#### What the exercise asks
Where an entry holds an image, leave the image out; otherwise reproduce the entry exactly.

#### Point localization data
▬▬▬▬▬▬▬▬▬▬

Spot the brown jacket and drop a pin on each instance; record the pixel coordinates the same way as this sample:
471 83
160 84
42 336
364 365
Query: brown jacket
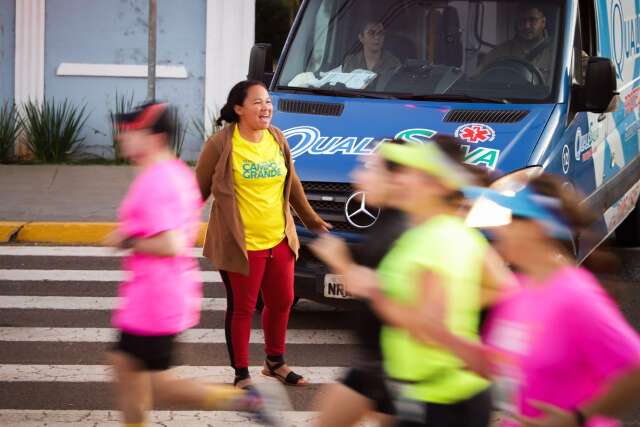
224 243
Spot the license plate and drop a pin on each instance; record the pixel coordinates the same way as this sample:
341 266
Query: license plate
334 288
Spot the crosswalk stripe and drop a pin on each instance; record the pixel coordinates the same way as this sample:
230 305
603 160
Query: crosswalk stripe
102 373
204 336
79 418
86 303
109 303
83 275
68 251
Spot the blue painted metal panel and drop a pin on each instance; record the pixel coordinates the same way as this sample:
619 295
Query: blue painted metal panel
115 32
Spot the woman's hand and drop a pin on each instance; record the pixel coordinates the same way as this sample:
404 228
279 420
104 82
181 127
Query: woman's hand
361 282
332 251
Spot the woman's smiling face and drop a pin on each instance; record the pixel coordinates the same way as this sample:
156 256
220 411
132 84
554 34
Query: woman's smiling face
256 111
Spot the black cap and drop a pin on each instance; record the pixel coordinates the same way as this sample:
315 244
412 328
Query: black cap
151 115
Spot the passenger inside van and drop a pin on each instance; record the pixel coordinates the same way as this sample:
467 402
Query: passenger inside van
531 43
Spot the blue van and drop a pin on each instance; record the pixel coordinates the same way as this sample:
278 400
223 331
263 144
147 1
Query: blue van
544 84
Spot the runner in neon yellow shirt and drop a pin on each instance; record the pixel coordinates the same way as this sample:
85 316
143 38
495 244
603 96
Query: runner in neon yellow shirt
439 258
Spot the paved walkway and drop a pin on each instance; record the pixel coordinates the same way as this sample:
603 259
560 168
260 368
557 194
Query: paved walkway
63 193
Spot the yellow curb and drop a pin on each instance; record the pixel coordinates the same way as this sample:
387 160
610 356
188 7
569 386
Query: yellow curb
8 229
71 233
202 234
65 233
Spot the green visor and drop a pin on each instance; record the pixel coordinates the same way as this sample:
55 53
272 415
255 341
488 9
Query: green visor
425 157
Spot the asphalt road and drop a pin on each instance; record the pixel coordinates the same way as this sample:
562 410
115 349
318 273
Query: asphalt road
55 309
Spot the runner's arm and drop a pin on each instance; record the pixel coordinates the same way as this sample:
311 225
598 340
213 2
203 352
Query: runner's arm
425 320
166 244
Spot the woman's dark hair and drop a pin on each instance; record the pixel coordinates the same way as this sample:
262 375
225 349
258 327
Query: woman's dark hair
237 95
571 211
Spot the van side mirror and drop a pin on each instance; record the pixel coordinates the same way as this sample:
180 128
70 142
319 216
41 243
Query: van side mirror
600 86
261 63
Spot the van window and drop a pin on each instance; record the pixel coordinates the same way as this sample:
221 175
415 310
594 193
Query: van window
413 48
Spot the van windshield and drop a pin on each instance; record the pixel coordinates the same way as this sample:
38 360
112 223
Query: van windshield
500 50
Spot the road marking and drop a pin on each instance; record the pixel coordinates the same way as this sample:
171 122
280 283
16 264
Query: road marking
86 303
84 275
202 336
69 251
79 418
109 303
102 373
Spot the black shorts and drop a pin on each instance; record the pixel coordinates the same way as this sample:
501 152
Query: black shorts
473 412
155 352
372 386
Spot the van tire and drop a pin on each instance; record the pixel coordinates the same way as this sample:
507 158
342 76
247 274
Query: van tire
628 232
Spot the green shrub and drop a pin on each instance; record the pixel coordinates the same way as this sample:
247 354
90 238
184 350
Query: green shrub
53 130
9 128
123 104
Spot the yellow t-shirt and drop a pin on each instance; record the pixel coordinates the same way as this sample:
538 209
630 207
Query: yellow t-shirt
259 172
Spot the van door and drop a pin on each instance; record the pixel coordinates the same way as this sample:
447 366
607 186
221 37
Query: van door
587 131
618 41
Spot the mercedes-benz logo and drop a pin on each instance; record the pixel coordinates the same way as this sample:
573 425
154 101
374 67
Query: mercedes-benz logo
358 213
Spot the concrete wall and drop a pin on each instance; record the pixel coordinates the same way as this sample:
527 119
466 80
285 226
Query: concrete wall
7 47
115 32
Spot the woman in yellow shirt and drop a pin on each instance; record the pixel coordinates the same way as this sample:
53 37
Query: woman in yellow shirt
252 238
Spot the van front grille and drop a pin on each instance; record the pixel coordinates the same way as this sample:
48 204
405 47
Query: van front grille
310 107
485 116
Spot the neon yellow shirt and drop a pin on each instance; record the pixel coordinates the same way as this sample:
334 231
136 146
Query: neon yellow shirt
446 247
259 173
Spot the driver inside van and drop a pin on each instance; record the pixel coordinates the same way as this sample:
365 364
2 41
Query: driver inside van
531 43
372 56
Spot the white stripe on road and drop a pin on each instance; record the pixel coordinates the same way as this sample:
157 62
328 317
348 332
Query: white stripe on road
83 275
68 251
78 418
109 303
202 336
86 303
102 373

▬▬▬▬▬▬▬▬▬▬

#### Task answer
Spot the brown jacket and drop a pin on each instance; record the pixel coordinates the same way as this sample:
471 83
160 84
42 336
364 365
Query: brown jacket
224 243
Spot the license plate and drop a pin on each instance; record the pixel coordinates the same way as this sample:
341 266
Query: license plate
334 288
Spot the crosswalk stripe and drop a pin on each instance; record the pixel coordinates the same way as this sample:
230 305
603 160
Query: crosswalk stripe
102 373
204 336
79 418
86 303
109 303
83 275
68 251
Spot the blue painted metal panel and drop a pin on each instance; record the pixel coordinates the same way as this sample:
619 295
Query: blue painted metal panel
115 32
Spot the woman's hand and drop a pin on each instance; record the pixel coordinates the same way as this sample:
404 228
279 420
104 82
181 127
Query: woman's hand
361 282
332 251
Spot the woman's smiling face and drop a pin on each instance; record the pixel coordinates the same way as this sample:
156 256
220 411
132 84
554 34
Query: woman's smiling face
256 111
Spot the black cap and drop a pin on each instance; record the pixel coordinates the same way as this sample:
315 244
412 328
Query: black cap
151 115
Spot the passenger inside van and drop a pin on each instance; record the pixel coordinates the same way as this sample:
467 402
Query: passenger inside van
531 43
Spot the blue van and drop a pin on each instance; record the pixel coordinates the same way as this sample:
278 400
223 331
263 144
147 1
Query: blue van
544 84
Spot the runner in neon yellow shirt and drop a pin on each instance; record the pixel coordinates the same way as this sample:
85 316
143 38
495 244
603 96
Query: runner in neon yellow shirt
439 258
Spot the paved walkway and drop a pin on each instance; record the pixel coordinates the same way as this sample:
603 259
560 168
260 368
557 194
Query: paved walkway
63 193
Spot the yellow curb and drop a pin on each instance; record the pixel coordinates the same way as this sample:
387 160
610 356
188 7
569 386
Query: yellow curb
8 229
71 233
202 234
65 233
Spot the green visor and drop a pin on each instance; record the pixel coordinates the same way as this sample:
55 53
272 415
255 341
488 9
Query: green visor
425 157
Spot the asphalt road and drop a pin on each instance; record the pixel coordinates the same way as this sample:
562 410
115 349
318 273
Query: asphalt road
55 309
Spot the runner's arm and drop a pin on each instance; record the pixel coordinates the same way as this sample:
311 225
598 340
213 2
203 352
Query: runner's arm
425 320
166 244
Spot the woman's dark hair and drop a pin on each instance; record the pixel coordinates the same way as this sample:
262 375
225 349
258 327
Query: woman's dark hair
237 95
571 211
Spot the van side mirror and drop a pin on each instance; record the pixel coordinates the same way as this sample:
180 128
70 142
319 216
41 243
Query: van side mirror
600 86
261 63
Spot the van window and drop a pin on each instance; record the pixel coordinates the same way as this sample:
221 175
415 310
594 193
Query: van window
413 48
Spot the van windshield and drop a pin on each instance; record the pixel coordinates the same way as this sample:
38 360
112 223
Query: van windshield
500 50
Spot the road marking and drop a pin on each instance; record the pixel coordinates the same way as this sample:
171 122
280 283
16 264
Query: road marking
86 303
84 275
202 336
69 251
79 418
109 303
102 373
Spot the black shorts and drop a pin on each instance; record the pixel coordinates the same way as this sample:
501 152
Query: black shorts
473 412
155 352
372 386
Spot the van tire and drop a pin on each instance; record the pixel coordinates the same way as this sample:
507 158
342 76
247 274
Query: van tire
628 232
Spot the green shrub and drop a pin on each instance; record the pixel coordinates the same way as this sample:
247 354
90 238
184 350
Query: green shrub
53 130
9 128
123 104
Spot the yellow t-shirt and drop a pin on each instance; record the pixel coordinates the same way as this sample:
538 209
630 207
Query: yellow t-shirt
259 172
Spot the van door and drop a pin on each instance; record the pixel coordinates the same way as this sample:
447 366
607 186
221 37
Query: van door
587 131
618 41
Spot the mercedes-benz logo and drop a pin on each instance; record the pixel coordinates the same way as this sample:
573 425
154 101
374 67
Query: mercedes-benz logo
358 213
Spot the concrete wall and drop a pin on each instance; record the pixel coordinates the same way as this sample:
527 119
466 80
285 226
Query: concrete wall
7 47
115 32
Spot the woman in yellow shirt and drop a pin on each instance; record the pixel coordinates the same way as this sample:
53 37
Query: woman in yellow shirt
252 238
Spot the van front grille and drop a pin on each instance; record the pixel coordinates the same way as this sample:
48 204
405 47
Query: van front grille
310 107
485 116
Spot the neon yellow shirt and drop a pin on each instance; record the pixel coordinates the same way as this sample:
334 231
136 146
Query: neon yellow shirt
446 247
259 173
Spot the driver inside van and drop a pin on each instance; record the pixel coordinates the same way as this sample:
365 364
2 41
Query: driver inside van
531 43
372 56
Spot the white stripe on road and drop a pin on each instance; record the pixel coordinates the same way as this sample:
157 62
328 317
348 332
Query: white stripe on road
83 275
68 251
78 418
109 303
202 336
86 303
102 373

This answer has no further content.